** START **

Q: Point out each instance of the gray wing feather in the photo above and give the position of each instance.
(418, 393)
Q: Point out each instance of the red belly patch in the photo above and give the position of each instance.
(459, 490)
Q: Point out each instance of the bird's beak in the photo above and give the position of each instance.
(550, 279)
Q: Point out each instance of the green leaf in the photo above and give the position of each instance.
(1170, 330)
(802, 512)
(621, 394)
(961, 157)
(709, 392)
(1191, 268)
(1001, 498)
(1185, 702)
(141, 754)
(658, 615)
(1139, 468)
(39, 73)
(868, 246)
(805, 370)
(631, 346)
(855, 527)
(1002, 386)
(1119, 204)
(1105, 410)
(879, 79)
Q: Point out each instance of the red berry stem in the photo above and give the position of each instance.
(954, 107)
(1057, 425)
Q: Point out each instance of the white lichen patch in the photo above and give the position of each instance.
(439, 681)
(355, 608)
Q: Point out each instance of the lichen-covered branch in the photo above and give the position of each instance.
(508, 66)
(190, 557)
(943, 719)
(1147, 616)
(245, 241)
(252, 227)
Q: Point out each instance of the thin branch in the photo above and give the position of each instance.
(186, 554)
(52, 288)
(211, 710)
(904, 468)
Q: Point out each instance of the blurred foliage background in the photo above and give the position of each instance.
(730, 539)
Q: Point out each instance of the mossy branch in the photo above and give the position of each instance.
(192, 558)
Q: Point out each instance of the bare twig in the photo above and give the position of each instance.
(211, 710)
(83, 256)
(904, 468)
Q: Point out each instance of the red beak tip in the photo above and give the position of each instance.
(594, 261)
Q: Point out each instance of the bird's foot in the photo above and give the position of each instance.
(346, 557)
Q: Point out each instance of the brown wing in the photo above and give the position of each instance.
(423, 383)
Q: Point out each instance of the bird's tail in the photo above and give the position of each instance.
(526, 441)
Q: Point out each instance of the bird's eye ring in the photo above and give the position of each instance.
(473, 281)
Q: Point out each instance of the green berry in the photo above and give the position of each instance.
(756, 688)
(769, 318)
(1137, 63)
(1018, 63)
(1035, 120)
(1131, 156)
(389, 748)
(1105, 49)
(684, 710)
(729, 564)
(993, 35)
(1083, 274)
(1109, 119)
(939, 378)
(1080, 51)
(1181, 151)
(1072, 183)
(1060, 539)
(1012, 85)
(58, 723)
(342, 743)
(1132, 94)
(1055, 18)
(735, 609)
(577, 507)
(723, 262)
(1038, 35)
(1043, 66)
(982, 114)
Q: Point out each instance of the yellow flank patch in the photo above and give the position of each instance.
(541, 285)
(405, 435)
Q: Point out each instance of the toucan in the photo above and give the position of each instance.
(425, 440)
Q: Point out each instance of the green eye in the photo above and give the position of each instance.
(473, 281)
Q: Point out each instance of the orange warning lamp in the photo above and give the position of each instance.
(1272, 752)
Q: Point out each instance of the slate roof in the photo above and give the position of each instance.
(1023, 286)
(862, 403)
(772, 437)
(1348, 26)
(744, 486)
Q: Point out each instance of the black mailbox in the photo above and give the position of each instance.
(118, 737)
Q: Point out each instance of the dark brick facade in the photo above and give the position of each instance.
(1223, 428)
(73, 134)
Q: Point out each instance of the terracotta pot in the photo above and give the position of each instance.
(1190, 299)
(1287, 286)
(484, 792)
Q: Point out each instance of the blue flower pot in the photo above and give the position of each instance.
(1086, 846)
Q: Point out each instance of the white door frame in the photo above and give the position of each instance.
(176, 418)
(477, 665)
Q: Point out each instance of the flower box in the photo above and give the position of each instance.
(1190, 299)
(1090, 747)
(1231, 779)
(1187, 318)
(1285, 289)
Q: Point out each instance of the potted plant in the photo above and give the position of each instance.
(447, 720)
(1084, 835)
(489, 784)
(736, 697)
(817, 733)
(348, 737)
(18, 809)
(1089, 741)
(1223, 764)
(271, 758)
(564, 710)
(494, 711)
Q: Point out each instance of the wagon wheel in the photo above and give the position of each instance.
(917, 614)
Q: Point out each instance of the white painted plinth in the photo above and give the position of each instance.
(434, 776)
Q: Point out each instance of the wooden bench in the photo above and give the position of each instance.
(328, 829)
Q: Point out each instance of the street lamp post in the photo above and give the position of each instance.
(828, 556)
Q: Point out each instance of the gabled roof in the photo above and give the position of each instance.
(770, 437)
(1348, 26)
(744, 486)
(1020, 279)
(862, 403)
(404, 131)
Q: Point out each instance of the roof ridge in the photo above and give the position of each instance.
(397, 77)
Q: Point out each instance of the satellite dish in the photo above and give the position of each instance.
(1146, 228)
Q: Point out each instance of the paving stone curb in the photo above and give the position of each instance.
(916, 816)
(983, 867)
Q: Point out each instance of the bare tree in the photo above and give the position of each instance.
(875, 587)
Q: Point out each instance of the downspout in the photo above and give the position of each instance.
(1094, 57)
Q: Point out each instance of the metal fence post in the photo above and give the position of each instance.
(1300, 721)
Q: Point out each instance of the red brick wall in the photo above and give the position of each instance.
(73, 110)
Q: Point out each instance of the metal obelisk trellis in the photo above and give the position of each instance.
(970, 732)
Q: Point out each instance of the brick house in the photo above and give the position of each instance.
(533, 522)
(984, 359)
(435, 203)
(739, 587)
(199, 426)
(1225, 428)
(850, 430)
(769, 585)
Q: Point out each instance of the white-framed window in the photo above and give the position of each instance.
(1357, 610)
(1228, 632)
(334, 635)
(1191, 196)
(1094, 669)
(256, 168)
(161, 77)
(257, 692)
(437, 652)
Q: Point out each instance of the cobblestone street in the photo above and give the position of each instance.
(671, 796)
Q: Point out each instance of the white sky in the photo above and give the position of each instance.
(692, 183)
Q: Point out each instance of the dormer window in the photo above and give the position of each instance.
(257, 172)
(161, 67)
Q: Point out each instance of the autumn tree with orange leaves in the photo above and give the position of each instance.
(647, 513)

** END **

#### Exercise prompt
Turn all the items above into a Markdown table with two columns, Row and Text. Number each row and skip any blank lines.

#### Task result
| Row | Text |
|---|---|
| 1 | Q: Point out each instance of the gray wing feather in the photo above and give the position of each instance. |
| 2 | (418, 393) |
| 3 | Q: Point out each instance of the red belly patch in the photo above and give the position of each instance. |
| 4 | (459, 490) |
| 5 | Q: Point out each instance of the bird's beak in the photo above and give the position of each instance. |
| 6 | (550, 279) |
| 7 | Q: Point out each instance of the green leaf in the photo above and give the position of each instance. |
| 8 | (1170, 330) |
| 9 | (802, 512) |
| 10 | (621, 394) |
| 11 | (961, 157) |
| 12 | (709, 392) |
| 13 | (1191, 268) |
| 14 | (1001, 498) |
| 15 | (1185, 702) |
| 16 | (141, 754) |
| 17 | (658, 615) |
| 18 | (1139, 468) |
| 19 | (39, 73) |
| 20 | (868, 246) |
| 21 | (805, 370) |
| 22 | (631, 346) |
| 23 | (855, 527) |
| 24 | (1002, 386) |
| 25 | (1119, 204) |
| 26 | (1105, 410) |
| 27 | (879, 79) |
| 28 | Q: Point out each instance of the red berry stem in the photo above and give the position of each instance. |
| 29 | (954, 107) |
| 30 | (1057, 425) |
| 31 | Q: Point out each instance of the white lichen patch in the photo above and give the position of each instance. |
| 32 | (439, 681) |
| 33 | (355, 608) |
| 34 | Q: Point out each instance of the lichen-covered branch in the photo above and give the position of each instance. |
| 35 | (508, 66) |
| 36 | (190, 557) |
| 37 | (943, 719) |
| 38 | (1147, 616) |
| 39 | (245, 241) |
| 40 | (252, 227) |
| 41 | Q: Point out each instance of the thin branch in the photo above and give the position of each instance. |
| 42 | (186, 554) |
| 43 | (52, 288) |
| 44 | (211, 710) |
| 45 | (904, 468) |
| 46 | Q: Point out each instance of the blurred foliage background in the photo above and give the position of each instance. |
| 47 | (730, 539) |
| 48 | Q: Point out each instance of the mossy branch in the photo above and give the position of each instance. |
| 49 | (192, 558) |
| 50 | Q: Point out each instance of the bare twig in the photo above and give the position of each instance. |
| 51 | (211, 710) |
| 52 | (83, 256) |
| 53 | (904, 468) |
| 54 | Q: Point out each instance of the red beak tip in the photo above and give the position of each instance. |
| 55 | (594, 261) |
| 56 | Q: Point out each instance of the bird's foot in the photo above and give the position of each instance. |
| 57 | (346, 557) |
| 58 | Q: Point out each instance of the brown wing in the photo above and give the position of each instance. |
| 59 | (423, 383) |
| 60 | Q: Point out each instance of the bird's tail in the photo above and give the position of each instance. |
| 61 | (526, 441) |
| 62 | Q: Point out each instance of the bird's eye ring in the photo above and give the position of each instance. |
| 63 | (473, 281) |
| 64 | Q: Point out each instance of the green berry in the photo above and give the position of each instance. |
| 65 | (756, 688) |
| 66 | (769, 318) |
| 67 | (1137, 63) |
| 68 | (1018, 63) |
| 69 | (1035, 120) |
| 70 | (1131, 156) |
| 71 | (389, 748) |
| 72 | (1105, 49) |
| 73 | (684, 710) |
| 74 | (729, 564) |
| 75 | (993, 35) |
| 76 | (1083, 274) |
| 77 | (1109, 119) |
| 78 | (939, 378) |
| 79 | (1080, 51) |
| 80 | (1181, 151) |
| 81 | (1072, 183) |
| 82 | (1060, 539) |
| 83 | (1012, 85) |
| 84 | (58, 723) |
| 85 | (342, 743) |
| 86 | (1132, 94) |
| 87 | (1055, 18) |
| 88 | (735, 609) |
| 89 | (577, 507) |
| 90 | (723, 262) |
| 91 | (1038, 35) |
| 92 | (1043, 66) |
| 93 | (982, 114) |
| 94 | Q: Point out each instance of the yellow flank patch in the photo above and give the position of each instance. |
| 95 | (541, 285) |
| 96 | (405, 435) |
| 97 | Q: Point out each instance of the toucan in the photo above and give the position of each instance. |
| 98 | (425, 440) |
| 99 | Q: Point out each instance of the green eye in the photo above and give the position of each instance. |
| 100 | (473, 281) |
| 101 | Q: Point out each instance of the orange warning lamp in the photo above and give the position of each instance. |
| 102 | (1272, 752) |
| 103 | Q: Point out each instance of the slate roof in the photo above and give the position of each instance. |
| 104 | (1023, 286) |
| 105 | (862, 403) |
| 106 | (772, 437) |
| 107 | (1348, 26) |
| 108 | (744, 486) |
| 109 | Q: Point out each instance of the black mailbox in the photo above and give the position of each instance. |
| 110 | (118, 737) |
| 111 | Q: Point out each instance of the dark brick facade in the photo above and give the position of each instance. |
| 112 | (1223, 428) |
| 113 | (73, 134) |
| 114 | Q: Point out each instance of the terracotta pot in the photo above and give the position of each instance. |
| 115 | (1190, 299) |
| 116 | (1287, 286) |
| 117 | (484, 792) |
| 118 | Q: Point out each instance of the blue flower pot in the photo above and give the position of each instance. |
| 119 | (1086, 846) |
| 120 | Q: Point out each instance of the white door frame in the photo above and give the position of each instance. |
| 121 | (176, 418) |
| 122 | (477, 665) |
| 123 | Q: Point out each instance of the flower box in the photo above and give the position of each instance. |
| 124 | (1190, 299) |
| 125 | (1090, 747) |
| 126 | (1231, 779) |
| 127 | (1187, 318) |
| 128 | (1285, 289) |
| 129 | Q: Point out each instance of the potted plant in the photo above and give the position of each instance. |
| 130 | (447, 720) |
| 131 | (1084, 835) |
| 132 | (489, 784) |
| 133 | (736, 697) |
| 134 | (817, 733) |
| 135 | (348, 737) |
| 136 | (18, 809) |
| 137 | (1089, 741) |
| 138 | (1223, 764) |
| 139 | (271, 758) |
| 140 | (564, 710) |
| 141 | (494, 711) |
| 142 | Q: Point out each instance of the wagon wheel in the photo above and give the position of each instance. |
| 143 | (917, 614) |
| 144 | Q: Point out each instance of the white painted plinth in the photo above and give the position of each instance. |
| 145 | (434, 776) |
| 146 | Q: Point out each instance of the wooden bench in the photo above and give the position of each instance. |
| 147 | (328, 829) |
| 148 | Q: Point out each instance of the street lamp post in the photo above and give the position of each instance. |
| 149 | (828, 556) |
| 150 | Q: Point out each instance of the gabled roof in the photo above and give the position of each instance. |
| 151 | (770, 437) |
| 152 | (1348, 26) |
| 153 | (744, 486) |
| 154 | (1020, 279) |
| 155 | (862, 403) |
| 156 | (404, 131) |
| 157 | Q: Point out each instance of the roof ridge in the photo above and give the position of each instance. |
| 158 | (397, 77) |
| 159 | Q: Point out each instance of the satellite dish in the photo above and give the position of each instance. |
| 160 | (1146, 228) |
| 161 | Q: Point out each instance of the paving stone curb in the photo above and give the position of each instance. |
| 162 | (916, 816) |
| 163 | (983, 867) |
| 164 | Q: Point out each instance of the bare tree in the photo above and give the position of each instance. |
| 165 | (875, 587) |
| 166 | Q: Point out each instance of the downspout in the photo above and give the position of each instance. |
| 167 | (1094, 57) |
| 168 | Q: Point out each instance of the metal fence post in the photo above and give the position of each instance. |
| 169 | (1300, 721) |
| 170 | Q: Point out each instance of the red brick wall in the photo above and give the position of each instance. |
| 171 | (73, 110) |
| 172 | Q: Point out each instance of the metal obelisk trellis in the photo above and give the position of each instance. |
| 173 | (970, 732) |
| 174 | Q: Point out each instance of the brick house in the photo above and give the position of each instance. |
| 175 | (533, 522) |
| 176 | (984, 359) |
| 177 | (435, 203) |
| 178 | (739, 587) |
| 179 | (199, 426) |
| 180 | (1225, 428) |
| 181 | (850, 430) |
| 182 | (769, 585) |
| 183 | Q: Point out each instance of the white-framed window in the photo above and give the position of each instance. |
| 184 | (1357, 610) |
| 185 | (1228, 632) |
| 186 | (334, 635) |
| 187 | (1191, 196) |
| 188 | (1094, 669) |
| 189 | (256, 168) |
| 190 | (161, 77) |
| 191 | (257, 692) |
| 192 | (437, 652) |
| 193 | Q: Point out each instance of the cobblestone street in the photo above and give the position of each instance. |
| 194 | (671, 796) |
| 195 | Q: Point out each instance of the white sky in the photo above and give the position of each instance. |
| 196 | (692, 183) |
| 197 | Q: Point out each instance of the dormer window in the photo above and give the position of each instance. |
| 198 | (257, 172) |
| 199 | (161, 67) |
| 200 | Q: Point out each instance of the autumn tree with orange leaves in the photo above and give the position of each instance. |
| 201 | (647, 513) |